## PROBLEM TO SOLVE
Write out, word for word, the part of the listing below that opens with the line containing "point at the steel rail" and closes with the line containing "point at the shrub", keeping both of those lines and adding no others.

## DATA SECTION
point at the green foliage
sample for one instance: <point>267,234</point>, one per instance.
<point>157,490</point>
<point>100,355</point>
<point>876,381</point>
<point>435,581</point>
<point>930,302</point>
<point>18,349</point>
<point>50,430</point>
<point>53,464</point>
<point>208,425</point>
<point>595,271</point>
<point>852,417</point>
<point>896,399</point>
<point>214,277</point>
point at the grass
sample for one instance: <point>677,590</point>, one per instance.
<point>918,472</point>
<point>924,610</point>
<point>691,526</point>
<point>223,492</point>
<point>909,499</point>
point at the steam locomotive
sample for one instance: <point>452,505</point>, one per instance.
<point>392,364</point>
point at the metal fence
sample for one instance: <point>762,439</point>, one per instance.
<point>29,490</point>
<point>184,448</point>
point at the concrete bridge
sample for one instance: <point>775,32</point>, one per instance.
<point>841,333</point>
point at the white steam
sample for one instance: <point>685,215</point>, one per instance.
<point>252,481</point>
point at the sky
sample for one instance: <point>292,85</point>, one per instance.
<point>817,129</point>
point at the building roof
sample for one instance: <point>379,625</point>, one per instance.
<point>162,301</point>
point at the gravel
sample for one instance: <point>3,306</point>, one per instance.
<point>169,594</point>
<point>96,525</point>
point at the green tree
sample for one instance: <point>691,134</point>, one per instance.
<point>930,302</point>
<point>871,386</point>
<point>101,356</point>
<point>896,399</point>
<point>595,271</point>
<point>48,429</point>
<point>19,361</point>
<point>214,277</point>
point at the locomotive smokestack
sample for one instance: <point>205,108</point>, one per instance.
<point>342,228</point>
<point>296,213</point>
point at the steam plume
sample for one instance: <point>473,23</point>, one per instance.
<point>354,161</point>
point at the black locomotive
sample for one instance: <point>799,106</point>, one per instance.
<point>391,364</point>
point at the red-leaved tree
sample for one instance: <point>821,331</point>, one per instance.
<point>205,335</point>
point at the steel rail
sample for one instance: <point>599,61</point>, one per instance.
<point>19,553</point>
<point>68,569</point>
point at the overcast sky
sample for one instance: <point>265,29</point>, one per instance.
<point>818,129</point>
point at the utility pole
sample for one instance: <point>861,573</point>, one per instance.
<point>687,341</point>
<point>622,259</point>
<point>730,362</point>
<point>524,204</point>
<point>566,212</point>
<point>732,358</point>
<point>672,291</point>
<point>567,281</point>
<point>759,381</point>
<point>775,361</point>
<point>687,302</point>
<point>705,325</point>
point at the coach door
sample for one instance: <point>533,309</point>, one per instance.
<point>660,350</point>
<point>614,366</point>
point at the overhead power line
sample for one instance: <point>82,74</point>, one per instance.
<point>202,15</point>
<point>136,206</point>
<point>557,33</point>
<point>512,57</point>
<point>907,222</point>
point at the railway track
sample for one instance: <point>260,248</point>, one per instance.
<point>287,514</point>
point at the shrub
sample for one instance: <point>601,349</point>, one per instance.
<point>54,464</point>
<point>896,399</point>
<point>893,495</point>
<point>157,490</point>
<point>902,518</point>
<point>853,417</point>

## TASK SOLUTION
point at the steel rail
sample for one instance: <point>599,61</point>, one per instance.
<point>19,553</point>
<point>68,569</point>
point at the overcast sky
sample for one instance: <point>265,29</point>, one per instance.
<point>818,129</point>
point at the utility pole
sample for one instance: <point>861,573</point>, one per instance.
<point>687,341</point>
<point>622,259</point>
<point>730,362</point>
<point>524,204</point>
<point>566,212</point>
<point>732,358</point>
<point>672,291</point>
<point>567,281</point>
<point>759,381</point>
<point>775,361</point>
<point>687,302</point>
<point>705,325</point>
point at the coach door
sample for one instance: <point>533,309</point>, one per instance.
<point>660,350</point>
<point>614,366</point>
point at the overhead power line
sample for one instance: <point>82,74</point>, one per instance.
<point>202,15</point>
<point>136,206</point>
<point>557,33</point>
<point>512,57</point>
<point>907,222</point>
point at the railway track
sample for one instance: <point>260,248</point>, one per instance.
<point>287,514</point>
point at the shrub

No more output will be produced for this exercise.